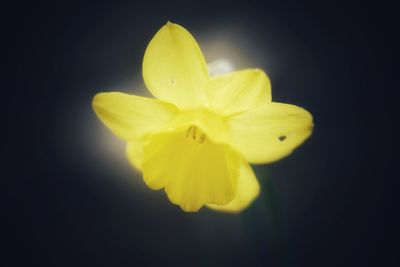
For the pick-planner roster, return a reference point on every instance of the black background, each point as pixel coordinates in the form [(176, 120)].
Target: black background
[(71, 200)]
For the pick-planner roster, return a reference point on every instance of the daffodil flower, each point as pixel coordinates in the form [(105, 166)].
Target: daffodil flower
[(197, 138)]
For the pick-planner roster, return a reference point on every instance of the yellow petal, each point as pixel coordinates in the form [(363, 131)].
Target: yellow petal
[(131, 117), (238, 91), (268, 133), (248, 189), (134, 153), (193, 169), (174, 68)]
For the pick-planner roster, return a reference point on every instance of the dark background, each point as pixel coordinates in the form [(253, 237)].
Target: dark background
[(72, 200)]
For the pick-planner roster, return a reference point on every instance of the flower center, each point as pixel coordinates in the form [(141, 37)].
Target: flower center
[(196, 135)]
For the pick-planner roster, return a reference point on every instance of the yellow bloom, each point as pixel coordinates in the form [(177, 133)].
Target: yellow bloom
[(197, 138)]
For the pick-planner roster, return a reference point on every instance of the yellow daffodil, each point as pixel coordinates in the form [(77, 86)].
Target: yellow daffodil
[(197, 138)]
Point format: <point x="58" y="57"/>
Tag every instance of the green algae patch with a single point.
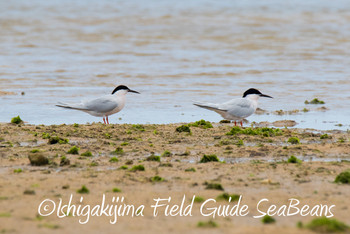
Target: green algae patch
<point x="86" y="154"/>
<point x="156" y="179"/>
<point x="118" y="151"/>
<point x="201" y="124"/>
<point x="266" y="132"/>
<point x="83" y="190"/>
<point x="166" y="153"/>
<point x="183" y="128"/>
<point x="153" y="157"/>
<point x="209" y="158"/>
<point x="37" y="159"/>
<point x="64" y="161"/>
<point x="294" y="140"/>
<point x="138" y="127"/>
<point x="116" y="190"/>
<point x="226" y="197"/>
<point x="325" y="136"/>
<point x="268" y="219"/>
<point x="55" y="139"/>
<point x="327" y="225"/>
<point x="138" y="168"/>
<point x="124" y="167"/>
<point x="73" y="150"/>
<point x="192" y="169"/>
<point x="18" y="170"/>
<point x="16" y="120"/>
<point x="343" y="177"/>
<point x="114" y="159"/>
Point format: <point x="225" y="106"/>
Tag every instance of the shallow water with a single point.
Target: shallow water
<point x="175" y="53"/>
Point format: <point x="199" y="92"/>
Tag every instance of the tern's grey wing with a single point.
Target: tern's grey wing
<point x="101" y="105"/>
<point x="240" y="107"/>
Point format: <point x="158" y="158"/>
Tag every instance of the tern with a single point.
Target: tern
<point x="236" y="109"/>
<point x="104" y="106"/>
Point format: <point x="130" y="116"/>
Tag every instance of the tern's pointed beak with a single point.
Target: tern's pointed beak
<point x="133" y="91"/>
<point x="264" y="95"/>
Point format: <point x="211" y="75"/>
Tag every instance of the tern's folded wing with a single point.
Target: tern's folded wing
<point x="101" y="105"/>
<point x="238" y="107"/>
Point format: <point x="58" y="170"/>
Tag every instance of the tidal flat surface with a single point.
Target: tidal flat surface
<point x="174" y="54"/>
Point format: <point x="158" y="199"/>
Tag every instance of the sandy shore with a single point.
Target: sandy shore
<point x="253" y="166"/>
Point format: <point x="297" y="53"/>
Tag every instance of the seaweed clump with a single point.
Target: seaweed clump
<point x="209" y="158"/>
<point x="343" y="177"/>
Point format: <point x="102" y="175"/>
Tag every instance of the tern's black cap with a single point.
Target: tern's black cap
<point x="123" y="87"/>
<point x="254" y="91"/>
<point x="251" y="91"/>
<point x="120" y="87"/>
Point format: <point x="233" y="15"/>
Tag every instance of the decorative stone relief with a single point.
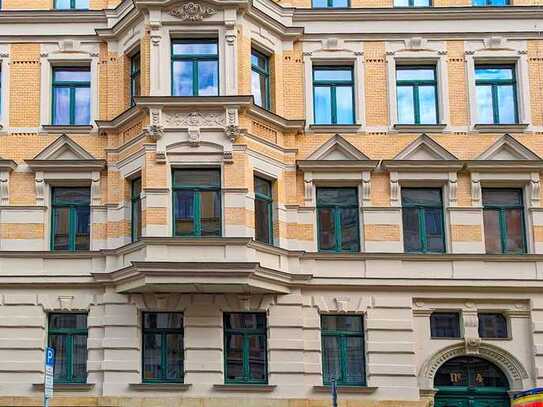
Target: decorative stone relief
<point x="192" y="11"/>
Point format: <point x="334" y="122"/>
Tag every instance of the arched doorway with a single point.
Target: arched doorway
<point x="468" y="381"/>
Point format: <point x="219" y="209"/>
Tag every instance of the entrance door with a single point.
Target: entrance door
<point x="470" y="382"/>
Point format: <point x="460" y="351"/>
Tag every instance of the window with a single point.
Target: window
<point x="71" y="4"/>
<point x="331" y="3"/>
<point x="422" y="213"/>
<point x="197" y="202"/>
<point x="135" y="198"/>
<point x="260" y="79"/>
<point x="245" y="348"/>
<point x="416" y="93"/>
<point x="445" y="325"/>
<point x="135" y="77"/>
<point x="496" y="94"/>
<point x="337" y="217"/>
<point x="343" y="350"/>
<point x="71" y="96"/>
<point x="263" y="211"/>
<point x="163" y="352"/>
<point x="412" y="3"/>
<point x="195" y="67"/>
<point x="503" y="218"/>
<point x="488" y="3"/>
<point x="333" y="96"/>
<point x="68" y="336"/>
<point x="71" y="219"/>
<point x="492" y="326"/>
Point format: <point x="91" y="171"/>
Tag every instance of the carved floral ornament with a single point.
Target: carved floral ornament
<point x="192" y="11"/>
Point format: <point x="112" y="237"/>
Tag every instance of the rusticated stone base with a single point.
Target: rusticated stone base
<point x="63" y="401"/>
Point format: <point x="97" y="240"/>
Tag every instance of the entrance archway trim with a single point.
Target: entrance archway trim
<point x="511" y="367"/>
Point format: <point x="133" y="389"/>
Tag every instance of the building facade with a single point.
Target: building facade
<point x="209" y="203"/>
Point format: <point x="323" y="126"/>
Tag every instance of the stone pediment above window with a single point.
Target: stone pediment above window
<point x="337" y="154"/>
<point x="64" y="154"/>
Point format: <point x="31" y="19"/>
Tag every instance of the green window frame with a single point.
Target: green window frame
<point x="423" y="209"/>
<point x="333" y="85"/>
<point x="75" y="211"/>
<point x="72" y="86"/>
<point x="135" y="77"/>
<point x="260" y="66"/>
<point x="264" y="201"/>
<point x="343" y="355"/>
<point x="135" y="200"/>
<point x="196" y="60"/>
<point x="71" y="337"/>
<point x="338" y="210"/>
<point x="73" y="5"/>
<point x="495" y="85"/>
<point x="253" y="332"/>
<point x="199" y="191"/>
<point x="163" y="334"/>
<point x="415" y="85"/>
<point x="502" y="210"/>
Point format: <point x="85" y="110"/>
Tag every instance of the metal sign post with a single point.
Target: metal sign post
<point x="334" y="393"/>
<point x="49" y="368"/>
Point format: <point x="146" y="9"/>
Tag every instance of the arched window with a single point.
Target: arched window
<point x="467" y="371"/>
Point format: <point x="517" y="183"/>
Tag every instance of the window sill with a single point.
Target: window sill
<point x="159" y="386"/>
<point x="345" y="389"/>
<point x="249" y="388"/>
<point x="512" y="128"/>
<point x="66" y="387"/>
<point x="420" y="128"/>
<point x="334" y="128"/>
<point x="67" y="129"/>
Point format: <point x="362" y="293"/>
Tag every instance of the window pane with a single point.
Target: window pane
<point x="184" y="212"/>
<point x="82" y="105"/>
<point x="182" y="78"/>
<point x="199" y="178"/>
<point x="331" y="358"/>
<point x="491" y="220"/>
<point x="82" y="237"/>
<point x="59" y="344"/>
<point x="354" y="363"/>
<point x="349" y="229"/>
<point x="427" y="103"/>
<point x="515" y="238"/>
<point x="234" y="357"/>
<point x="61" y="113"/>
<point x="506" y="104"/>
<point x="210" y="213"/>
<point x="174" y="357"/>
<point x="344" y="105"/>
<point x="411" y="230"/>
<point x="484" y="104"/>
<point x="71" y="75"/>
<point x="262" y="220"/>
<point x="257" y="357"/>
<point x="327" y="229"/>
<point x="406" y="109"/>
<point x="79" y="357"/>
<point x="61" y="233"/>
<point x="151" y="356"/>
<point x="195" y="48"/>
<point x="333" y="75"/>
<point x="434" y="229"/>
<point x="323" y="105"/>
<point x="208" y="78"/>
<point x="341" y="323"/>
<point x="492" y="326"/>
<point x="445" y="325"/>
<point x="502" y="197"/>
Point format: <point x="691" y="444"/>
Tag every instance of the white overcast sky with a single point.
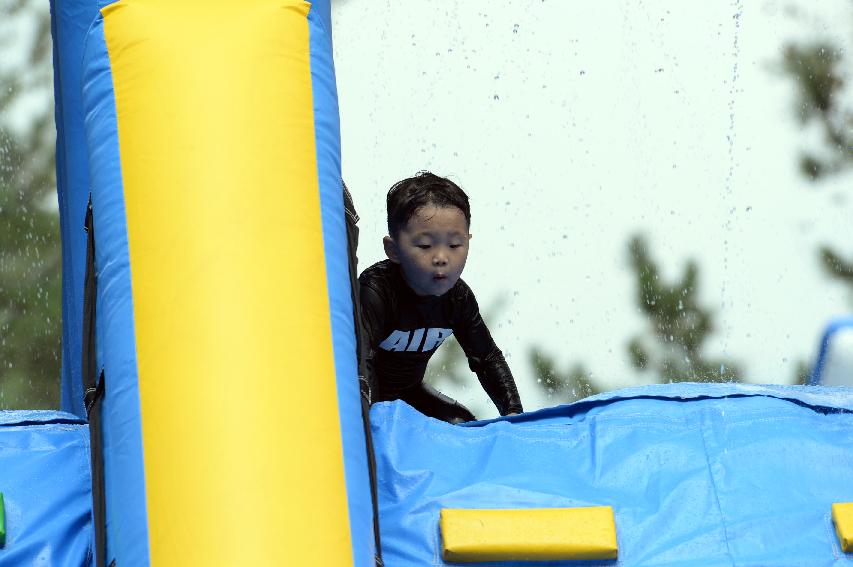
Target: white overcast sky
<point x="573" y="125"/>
----
▶ WHAT IS EXPECTED
Could you retype the entries above exactly, starting from the very beginning and stopping after the line that contains "169), (174, 68)]"? Leave the pictures out.

▶ SOLUTION TO THIS TASK
For the pick-planner roster, return a reference point on every instance of the black background, each point as pixel coordinates in the form [(176, 120)].
Target: black background
[(71, 200)]
For the pick-planner roster, return a reference point on every instance of the daffodil flower, each point as pixel coordinates in the form [(105, 166)].
Target: daffodil flower
[(197, 138)]
For the pick-planner roster, return a reference point on every instance of the yellow petal, each point as pixel coordinates in the form [(363, 131)].
Target: yellow petal
[(131, 117), (238, 91), (268, 133), (248, 189), (134, 153), (193, 169), (174, 68)]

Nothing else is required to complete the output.